> Textabschnitt
—————
Nach der letzten Episode, die primär als Set-up für diese fungierte, passiert in „Beyond the Wall“ wirklich etwas – wir verlassen Nebenschauplätze und werden uns der Hauptbedrohung zu. Ganz in bester GoT-Tradition bietet die vorletzte Episode dieser Staffel ordentlich Schauwerte – bleib dabei aber ziemlich uneben, da die Umsetzung der Prämisse mitunter äußerst holprig ausfällt.
Winterfell
Eine der besten Entscheidungen für diese Episode war es, den King’s-Landing-Handlungsstrang auszuschließen und sich ausschließlich auf Dragonstone und den Norden zu konzentrieren. Wenn es nach mir gegangen wäre, hätte ich tatsächlich auch den Winterfell-Subplot weggelassen. Meine Meinung bezüglich der kleinen Familienkrise zwischen Sansa und Arya hat sich nicht geändert: Das Ganze wirkt uninteressant und im Vergleich zu den anderen Ereignissen der Episode geradezu belanglos. Das erste Gespräch zwischen Sansa und Arya ist im Grunde eine etwas harschere Version des Gesprächs der vorangegangenen Episode unter Einbeziehung des gefunden Briefs. In der folgenden Szene berät sich Sansa mit Littlefinger, der dazu rät, Brienne als Vermittlerin einzusetzen. Daraus wird allerdings nichts, denn ein Brief lädt Sansa zum großen Treffen der nächsten Episode nach King’s Landing (das kommt alles ein wenig plötzlich und unvermittelt) – Sansa hat aber keine Lust zu gehen und schickt Brienne, die aber ebenfalls keine Lust hat und um Sansas Sicherheit fürchtet, aber Befehl ist Befehl. In der finalen Winterfellszene durchsucht Sansa Aryas Zimmer und findet die Gesichter, was zu einer weiteren unangenehmen Konfrontation inklusive Psychospielchen führt. Diese Szene ist dramaturgisch in meinen Augen jedoch völlig deplatziert, weil sie im Anschluss an das Scharmützel im Norden kommt – nach diesem dramatischen Höhepunkt dürfte sich kaum jemand noch für die Differenzen der Stark-Schwestern interessieren.
Jenseits der Mauer Teil 1
Strukturell hat diese Episode ähnliche Probleme wie die letzte, weshalb ich diesen Handlungsstrang in der Besprechung tatsächlich aufteile, um das Ganze etwas übersichtlicher darstellen zu können – sonst käme die Chronologie der Episode völlig durcheinander. Nun denn, gerade in diesem Teil der Episode finden sich einige Highlights, denn die Tour nach Norden wird für einige interessante Dialogmomente genutzt – Gendry, Beric und Thoros verarbeiten den Verkauf an Melisandre, Jon und Jorah diskutieren über Lord Mormonts Vermächtnis, Sandor Clegane und Tormund freunden sich an – hiervon hätte es durchaus noch mehr geben dürfen, stattdessen hätten Benioff und Weiss den Winterfell-Handlungsstrang auslassen können.
—————
> Datenauszug
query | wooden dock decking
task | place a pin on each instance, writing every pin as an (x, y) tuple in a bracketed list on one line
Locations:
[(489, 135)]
—————
> Aufgabe A
Prüfe anhand der Episodenbesprechung, ob diese Aussagen zutreffen: (i) Die Episode lässt den King’s-Landing-Handlungsstrang aus. (ii) Littlefinger rät Sansa, Arya als Vermittlerin einzusetzen. (iii) Brienne will nach King’s Landing reisen. Antworte jeweils mit Ja oder Nein und zitiere die entscheidenden Worte wörtlich.
> Aufgabe B
Gib aus der Episodenbesprechung den Teil wortgetreu wieder, der mit den Worten „Nach der letzten“ einsetzt und mit „äußerst holprig ausfällt.“ schließt.
Das Material steht für sich und gehört nicht zur Episodenbesprechung.

> Antwort A
(i) Ja: „den King’s-Landing-Handlungsstrang auszuschließen“
(ii) Nein: „der dazu rät, Brienne als Vermittlerin einzusetzen“
(iii) Nein: „die aber ebenfalls keine Lust hat und um Sansas Sicherheit fürchtet“

> Antwort B
Nach der letzten Episode, die primär als Set-up für diese fungierte, passiert in „Beyond the Wall“ wirklich etwas – wir verlassen Nebenschauplätze und werden uns der Hauptbedrohung zu. Ganz in bester GoT-Tradition bietet die vorletzte Episode dieser Staffel ordentlich Schauwerte – bleib dabei aber ziemlich uneben, da die Umsetzung der Prämisse mitunter äußerst holprig ausfällt.